• [What the task asks]: The records that follow should be copied out exactly, pictures excluded.

• [Exercise material]:
----

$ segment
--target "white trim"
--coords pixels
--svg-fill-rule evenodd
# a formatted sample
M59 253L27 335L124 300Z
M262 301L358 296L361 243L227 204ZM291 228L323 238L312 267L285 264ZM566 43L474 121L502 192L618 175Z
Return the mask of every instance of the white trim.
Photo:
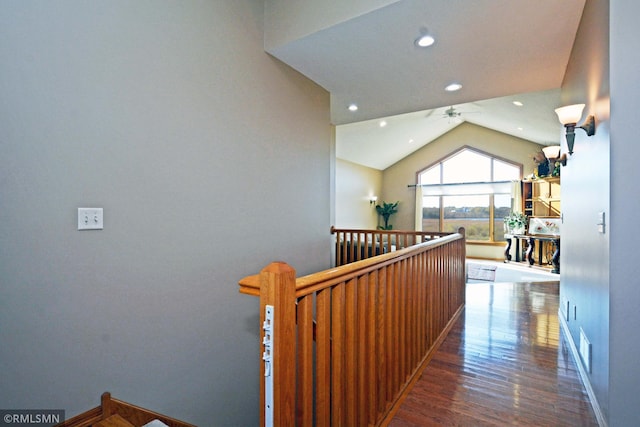
M598 399L596 398L596 394L591 387L591 381L589 381L589 375L587 371L584 369L584 365L582 364L582 359L580 358L580 354L578 353L578 348L576 347L576 343L573 342L573 338L571 337L571 332L569 331L569 325L567 324L566 319L563 316L562 310L558 309L558 319L560 319L560 329L562 329L562 333L564 334L565 340L569 343L569 349L571 350L571 355L573 356L573 361L578 368L578 374L580 374L580 379L582 380L582 384L584 388L587 390L587 395L589 396L589 401L591 402L591 407L593 408L593 412L596 414L596 420L598 421L598 425L600 427L608 427L607 420L602 413L602 409L600 408L600 404L598 403Z
M474 196L482 194L511 194L511 181L462 182L458 184L423 184L423 196Z

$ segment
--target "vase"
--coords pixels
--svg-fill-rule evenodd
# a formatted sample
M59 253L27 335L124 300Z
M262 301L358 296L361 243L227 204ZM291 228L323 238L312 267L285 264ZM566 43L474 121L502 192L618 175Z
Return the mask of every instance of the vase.
M524 227L513 227L509 234L524 234Z

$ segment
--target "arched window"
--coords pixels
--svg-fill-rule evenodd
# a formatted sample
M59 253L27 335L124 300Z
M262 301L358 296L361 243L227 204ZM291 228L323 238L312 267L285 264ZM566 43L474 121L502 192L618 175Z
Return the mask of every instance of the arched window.
M504 241L503 218L512 210L513 181L522 165L464 147L418 172L422 229L455 232L467 240Z

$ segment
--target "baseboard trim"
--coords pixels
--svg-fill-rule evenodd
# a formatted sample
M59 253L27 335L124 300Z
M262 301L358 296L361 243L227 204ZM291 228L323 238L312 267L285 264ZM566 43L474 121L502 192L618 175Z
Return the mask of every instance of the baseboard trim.
M591 381L589 381L589 375L587 371L584 369L584 365L582 364L582 360L580 359L580 353L578 353L578 348L576 344L573 342L573 338L571 337L571 332L569 331L569 325L567 324L567 320L564 318L564 313L562 310L558 310L558 319L560 319L560 329L562 329L562 333L564 337L569 343L569 349L571 350L571 355L573 356L573 361L575 362L578 368L578 374L580 375L580 380L584 385L584 388L587 390L587 395L589 396L589 402L591 402L591 407L593 408L593 412L596 414L596 420L598 421L598 425L600 427L608 427L607 420L602 413L602 409L600 408L600 404L598 403L598 399L596 398L596 394L591 387Z

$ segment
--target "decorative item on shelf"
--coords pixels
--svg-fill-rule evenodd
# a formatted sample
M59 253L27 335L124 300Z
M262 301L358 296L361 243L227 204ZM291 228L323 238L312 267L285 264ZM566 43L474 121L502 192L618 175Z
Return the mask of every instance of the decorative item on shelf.
M566 107L556 108L556 114L558 120L562 123L567 130L567 149L569 155L573 154L573 143L575 142L576 134L575 129L582 129L587 133L587 136L593 136L596 133L596 121L593 115L587 117L582 126L578 126L578 120L582 117L582 110L584 104L567 105ZM563 154L558 161L566 166L567 155Z
M538 151L533 155L533 163L537 165L533 172L535 176L542 177L549 175L549 161L543 151Z
M378 201L378 196L369 197L369 204L370 205L375 205L377 201Z
M398 203L400 202L395 202L395 203L382 202L382 205L376 205L376 212L378 212L378 215L380 215L382 217L382 220L384 221L384 225L379 225L378 229L380 230L393 229L393 225L389 224L389 218L391 218L391 215L398 212Z
M560 176L560 146L559 145L549 145L547 147L543 147L542 151L544 155L549 160L549 170L551 171L551 176Z
M527 216L522 212L509 212L504 217L504 228L507 234L525 234L527 226Z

----

• [Reply]:
$ segment
--target "white trim"
--coords pixels
--svg-fill-rule evenodd
# a formatted sample
M59 253L27 335L124 300Z
M262 301L358 296L361 243L227 204ZM291 228L323 238L312 267L285 264ZM566 43L474 121L502 192L618 175Z
Return the mask of every instance of the white trim.
Photo:
M598 399L596 398L596 394L591 387L591 381L589 381L589 375L587 371L584 369L584 365L582 364L582 359L580 358L580 354L578 353L578 348L576 347L576 343L573 342L573 338L571 337L571 332L569 331L569 325L567 324L566 319L563 316L562 310L558 309L558 319L560 319L560 329L562 329L562 333L564 334L565 340L569 343L569 349L571 350L571 355L573 356L573 361L578 368L578 374L580 374L580 379L582 380L582 384L584 388L587 390L587 395L589 396L589 401L591 402L591 407L593 408L593 412L596 414L596 420L598 421L598 425L600 427L608 427L607 420L602 413L602 409L600 408L600 404L598 403Z
M474 196L482 194L511 194L511 181L462 182L458 184L423 184L423 196Z

$ segment
--target "vase"
--coords pixels
--svg-fill-rule evenodd
# a formatted sample
M59 253L27 335L124 300Z
M262 301L358 296L361 243L227 204ZM291 228L323 238L312 267L285 264ZM566 43L474 121L502 192L618 175Z
Return the mask of every instance of the vase.
M524 227L513 227L509 234L524 234Z

$ segment
--target "arched window"
--coords pixels
--svg-fill-rule evenodd
# a formatted sample
M59 253L27 335L124 300Z
M262 301L358 296L361 243L227 204ZM291 228L323 238L312 267L285 264ZM566 43L474 121L502 192L618 175Z
Return the mask of every instance of the arched window.
M504 241L503 218L512 210L513 181L522 165L464 147L418 172L422 229L455 232L467 240Z

$ segment
--target "baseboard trim"
--coords pixels
--svg-fill-rule evenodd
# a formatted sample
M59 253L27 335L124 300Z
M262 301L358 296L361 243L227 204ZM291 228L323 238L312 267L285 264ZM566 43L474 121L502 192L618 175Z
Return the mask of every instance of the baseboard trim.
M591 381L589 381L589 375L587 371L584 369L584 365L582 364L582 360L580 359L580 353L578 353L578 348L576 344L573 342L573 338L571 337L571 332L569 331L569 325L567 324L567 320L564 318L564 313L562 310L558 310L558 319L560 319L560 329L562 329L562 333L564 337L569 343L569 349L571 350L571 355L573 356L573 361L575 362L578 368L578 374L580 375L580 380L584 385L584 388L587 390L587 395L589 396L589 402L591 402L591 407L593 408L593 412L596 414L596 420L598 421L598 425L600 427L608 427L607 420L602 413L602 409L600 408L600 404L598 403L598 399L596 398L596 394L591 387Z

$ segment
--target "decorative item on shelf"
--coords pixels
--svg-fill-rule evenodd
# a formatted sample
M59 253L27 335L124 300Z
M262 301L358 296L361 243L227 204ZM291 228L323 238L312 267L285 264ZM566 43L474 121L502 192L618 175Z
Return the mask of every instance of the decorative item on shelf.
M566 107L556 108L556 114L558 120L562 123L567 130L567 149L569 155L573 154L573 143L575 142L576 134L575 129L582 129L587 133L587 136L593 136L596 133L596 121L593 115L587 117L582 126L578 126L578 120L582 117L582 110L584 104L567 105ZM563 154L558 161L566 166L567 155Z
M538 151L533 155L533 163L537 165L533 172L535 176L542 177L549 175L549 161L543 151Z
M378 201L378 196L369 197L369 204L370 205L375 205L377 201Z
M398 203L400 202L395 202L395 203L382 202L382 205L376 205L376 212L378 212L378 215L380 215L382 217L382 220L384 221L384 225L379 225L378 229L380 230L393 229L393 225L389 224L389 218L391 218L391 215L398 212Z
M560 176L560 146L559 145L549 145L547 147L543 147L542 151L544 155L549 160L549 170L551 171L551 176Z
M527 216L522 212L509 212L504 217L504 228L507 234L525 234L527 226Z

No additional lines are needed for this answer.